'''

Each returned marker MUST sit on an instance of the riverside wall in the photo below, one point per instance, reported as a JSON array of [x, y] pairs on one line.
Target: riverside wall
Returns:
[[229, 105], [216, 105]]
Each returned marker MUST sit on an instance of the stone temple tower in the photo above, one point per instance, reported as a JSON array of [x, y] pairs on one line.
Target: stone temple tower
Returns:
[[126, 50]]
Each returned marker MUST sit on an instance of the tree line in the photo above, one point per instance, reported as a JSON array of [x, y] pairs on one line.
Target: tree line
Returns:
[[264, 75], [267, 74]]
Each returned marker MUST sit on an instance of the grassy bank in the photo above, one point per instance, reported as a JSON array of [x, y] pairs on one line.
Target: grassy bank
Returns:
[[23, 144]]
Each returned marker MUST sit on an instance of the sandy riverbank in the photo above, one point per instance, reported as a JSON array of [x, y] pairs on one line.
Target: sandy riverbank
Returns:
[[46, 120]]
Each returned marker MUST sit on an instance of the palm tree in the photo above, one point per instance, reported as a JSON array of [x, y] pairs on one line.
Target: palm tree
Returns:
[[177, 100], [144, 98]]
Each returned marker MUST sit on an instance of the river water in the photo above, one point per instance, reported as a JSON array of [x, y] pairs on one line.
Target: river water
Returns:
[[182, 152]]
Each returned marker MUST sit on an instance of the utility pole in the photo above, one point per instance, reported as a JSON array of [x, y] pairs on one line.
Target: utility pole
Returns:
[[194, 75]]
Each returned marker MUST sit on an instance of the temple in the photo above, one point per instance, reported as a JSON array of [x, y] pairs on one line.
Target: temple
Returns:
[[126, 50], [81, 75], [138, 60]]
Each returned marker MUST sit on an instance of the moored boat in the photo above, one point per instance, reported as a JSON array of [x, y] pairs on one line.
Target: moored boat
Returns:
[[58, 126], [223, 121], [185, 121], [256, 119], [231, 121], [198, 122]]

'''

§ What is being asked: Output the rows above as a two-column CSV with the header request,points, one CSV line per row. Put each row's text in the request column and its answer in the points column, wrapping each field in double quotes and replacing any line breaks with spaces.

§ Exercise result:
request,points
"Each returned marker MUST sit on an instance of the riverside wall in the photo below, one point per instance, reported as a JSON array of [x, y] pairs on one line. Target: riverside wall Returns:","[[229, 105], [216, 105]]"
"Each returned marker MUST sit on an instance of the stone temple tower in the photo above, one point per instance, reported as a JSON array of [x, y] pairs on one line. Target: stone temple tower Returns:","[[126, 50]]"
"Each returned marker MUST sit on an instance of the tree line in the photo above, one point per instance, reported as a JSON array of [x, y] pairs on one line. Target: tree line Returns:","[[264, 75], [267, 74]]"
"Each returned marker MUST sit on an instance of the grassy bank in the photo above, one point per instance, reported as a JSON array of [x, y] pairs on one line. Target: grassy bank Returns:","[[23, 144]]"
"Each returned marker MUST sit on an instance of the sandy riverbank in the photo above, one point per instance, reported as a JSON array of [x, y] pairs on one line. Target: sandy riverbank Returns:","[[46, 120]]"
"Each returned marker MUST sit on an instance of the palm tree in the photo above, one point per instance, reported as a JSON array of [x, y] pairs on one line. Target: palm tree Returns:","[[177, 100], [144, 98]]"
"Each returned marker MUST sit on an instance of the river water in the photo above, one point per instance, reported as a JSON array of [x, y] pairs on one line. Target: river water Returns:","[[182, 152]]"
"Each returned marker MUST sit on an instance of the utility pole in the photo above, one point per instance, reported as a JSON array of [x, y] pairs on one line. Target: utility pole Returns:","[[194, 75]]"
"Each returned marker MUST sit on an instance of the temple in the photo above, one point per instance, reported as a JSON array of [x, y] pairs on one line. Target: temple Returns:","[[126, 50], [81, 75], [138, 60]]"
"Each returned marker MUST sit on an instance of the moored boat in the photo above, one point per instance, reported as a JSON array of [x, y] pairs on one line. Target: moored boat Returns:","[[58, 126], [223, 121], [185, 121], [256, 119], [231, 121], [198, 122]]"